## Written task
Repeat word for word the lines from the one containing "Task: If you could identify the distant headland" through the one containing "point(276, 786)", including both of those lines.

## Provided material
>>>

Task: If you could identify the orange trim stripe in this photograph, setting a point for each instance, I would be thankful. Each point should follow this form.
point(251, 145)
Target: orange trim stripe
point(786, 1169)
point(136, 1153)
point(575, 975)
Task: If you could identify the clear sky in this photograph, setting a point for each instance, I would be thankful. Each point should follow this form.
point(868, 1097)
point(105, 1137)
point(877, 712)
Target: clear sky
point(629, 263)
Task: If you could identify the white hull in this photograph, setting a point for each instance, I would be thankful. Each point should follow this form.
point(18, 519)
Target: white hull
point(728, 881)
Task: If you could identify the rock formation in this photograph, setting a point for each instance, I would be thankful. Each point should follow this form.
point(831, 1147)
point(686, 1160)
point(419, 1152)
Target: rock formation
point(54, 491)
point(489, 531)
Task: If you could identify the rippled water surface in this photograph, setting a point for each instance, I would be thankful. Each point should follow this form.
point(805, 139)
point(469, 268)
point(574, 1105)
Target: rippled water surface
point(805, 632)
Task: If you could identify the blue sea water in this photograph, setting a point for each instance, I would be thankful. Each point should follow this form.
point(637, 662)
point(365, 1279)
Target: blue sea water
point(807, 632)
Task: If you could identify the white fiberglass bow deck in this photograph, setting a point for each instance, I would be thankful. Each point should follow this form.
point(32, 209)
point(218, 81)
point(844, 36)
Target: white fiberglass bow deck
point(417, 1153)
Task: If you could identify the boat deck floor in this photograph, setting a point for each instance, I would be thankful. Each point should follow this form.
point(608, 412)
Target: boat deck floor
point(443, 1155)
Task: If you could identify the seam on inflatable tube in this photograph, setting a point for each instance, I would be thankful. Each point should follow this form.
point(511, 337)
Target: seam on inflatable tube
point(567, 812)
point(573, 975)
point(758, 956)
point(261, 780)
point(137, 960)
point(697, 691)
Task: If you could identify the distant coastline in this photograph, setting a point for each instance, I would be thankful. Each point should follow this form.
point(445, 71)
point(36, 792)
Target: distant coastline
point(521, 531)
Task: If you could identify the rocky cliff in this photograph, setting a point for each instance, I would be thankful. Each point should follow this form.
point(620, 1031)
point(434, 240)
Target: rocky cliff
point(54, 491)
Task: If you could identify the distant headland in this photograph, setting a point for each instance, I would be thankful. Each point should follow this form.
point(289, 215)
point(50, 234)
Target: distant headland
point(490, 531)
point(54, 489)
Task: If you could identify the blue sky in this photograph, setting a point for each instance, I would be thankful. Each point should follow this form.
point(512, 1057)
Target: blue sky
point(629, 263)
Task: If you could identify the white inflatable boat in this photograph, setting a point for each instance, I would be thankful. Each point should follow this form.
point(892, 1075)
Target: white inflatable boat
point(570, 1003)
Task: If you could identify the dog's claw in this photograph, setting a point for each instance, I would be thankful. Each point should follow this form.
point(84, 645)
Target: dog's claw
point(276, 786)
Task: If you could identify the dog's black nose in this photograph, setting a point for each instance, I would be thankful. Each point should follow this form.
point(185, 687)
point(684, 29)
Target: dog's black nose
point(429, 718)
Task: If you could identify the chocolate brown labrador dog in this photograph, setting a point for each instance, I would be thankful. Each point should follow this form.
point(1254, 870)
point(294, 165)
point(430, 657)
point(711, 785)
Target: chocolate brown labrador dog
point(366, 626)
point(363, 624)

<<<
>>>

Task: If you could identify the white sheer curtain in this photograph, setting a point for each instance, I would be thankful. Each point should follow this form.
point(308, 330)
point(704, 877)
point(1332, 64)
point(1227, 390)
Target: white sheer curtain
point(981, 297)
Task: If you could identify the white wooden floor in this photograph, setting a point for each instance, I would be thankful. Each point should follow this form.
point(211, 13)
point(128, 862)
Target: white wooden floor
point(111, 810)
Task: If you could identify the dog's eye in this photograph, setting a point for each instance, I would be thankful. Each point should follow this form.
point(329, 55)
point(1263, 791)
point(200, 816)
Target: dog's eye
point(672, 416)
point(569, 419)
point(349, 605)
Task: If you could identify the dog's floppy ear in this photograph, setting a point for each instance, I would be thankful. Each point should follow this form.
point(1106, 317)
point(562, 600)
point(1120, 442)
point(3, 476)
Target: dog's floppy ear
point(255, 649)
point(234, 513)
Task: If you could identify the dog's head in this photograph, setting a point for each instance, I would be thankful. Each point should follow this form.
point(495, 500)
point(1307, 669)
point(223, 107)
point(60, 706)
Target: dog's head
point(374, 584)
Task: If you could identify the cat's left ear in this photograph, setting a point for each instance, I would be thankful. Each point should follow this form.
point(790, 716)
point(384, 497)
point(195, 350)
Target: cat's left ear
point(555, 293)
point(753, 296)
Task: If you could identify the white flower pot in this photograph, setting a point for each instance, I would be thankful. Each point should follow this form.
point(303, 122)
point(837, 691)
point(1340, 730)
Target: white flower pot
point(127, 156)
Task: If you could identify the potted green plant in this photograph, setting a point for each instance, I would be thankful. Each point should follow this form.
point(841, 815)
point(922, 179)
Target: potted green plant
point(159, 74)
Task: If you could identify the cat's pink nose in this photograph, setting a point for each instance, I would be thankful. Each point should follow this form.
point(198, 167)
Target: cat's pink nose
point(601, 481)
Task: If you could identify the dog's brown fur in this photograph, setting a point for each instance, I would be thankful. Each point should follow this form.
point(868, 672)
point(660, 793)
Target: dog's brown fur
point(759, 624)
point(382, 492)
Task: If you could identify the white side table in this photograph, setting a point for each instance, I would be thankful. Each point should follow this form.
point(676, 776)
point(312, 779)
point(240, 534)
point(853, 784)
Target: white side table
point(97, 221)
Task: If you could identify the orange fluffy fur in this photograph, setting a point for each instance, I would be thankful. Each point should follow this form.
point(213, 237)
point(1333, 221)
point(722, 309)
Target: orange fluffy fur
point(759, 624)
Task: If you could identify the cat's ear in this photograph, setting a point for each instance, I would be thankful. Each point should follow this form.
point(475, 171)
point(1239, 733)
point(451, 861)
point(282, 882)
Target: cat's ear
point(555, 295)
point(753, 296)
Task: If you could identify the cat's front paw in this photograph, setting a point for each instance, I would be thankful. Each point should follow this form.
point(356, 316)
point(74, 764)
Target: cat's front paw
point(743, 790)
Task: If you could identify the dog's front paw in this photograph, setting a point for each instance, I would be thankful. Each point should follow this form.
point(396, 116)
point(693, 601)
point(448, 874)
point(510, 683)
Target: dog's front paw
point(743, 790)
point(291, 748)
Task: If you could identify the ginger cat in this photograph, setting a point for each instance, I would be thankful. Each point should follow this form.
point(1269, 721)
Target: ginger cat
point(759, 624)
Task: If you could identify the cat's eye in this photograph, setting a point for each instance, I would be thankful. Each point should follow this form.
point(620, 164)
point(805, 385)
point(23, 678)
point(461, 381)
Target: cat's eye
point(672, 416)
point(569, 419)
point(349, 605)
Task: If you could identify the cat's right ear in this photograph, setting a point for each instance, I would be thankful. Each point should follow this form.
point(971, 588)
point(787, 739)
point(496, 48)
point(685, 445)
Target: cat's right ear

<<<

## Final answer
Task: If you could identify the distant headland in this photograph, setting a point for each instance, I would be thankful. Each point should follow this form.
point(289, 215)
point(50, 234)
Target: distant headland
point(490, 531)
point(54, 489)
Task: If you could identify the blue sky in this photograph, setting a point for each instance, I would be thankful. Each point should follow this form.
point(512, 1057)
Target: blue sky
point(629, 263)
Task: If you could identify the white inflatable boat in this photograph, setting a point for each instance, I would be thankful. Each point should follow this form.
point(892, 1075)
Target: white inflatable boat
point(570, 1003)
Task: If you could identify the dog's claw in this photograph, setting a point for each instance, I would be thankful. Each point should follow this form.
point(84, 645)
Target: dog's claw
point(276, 786)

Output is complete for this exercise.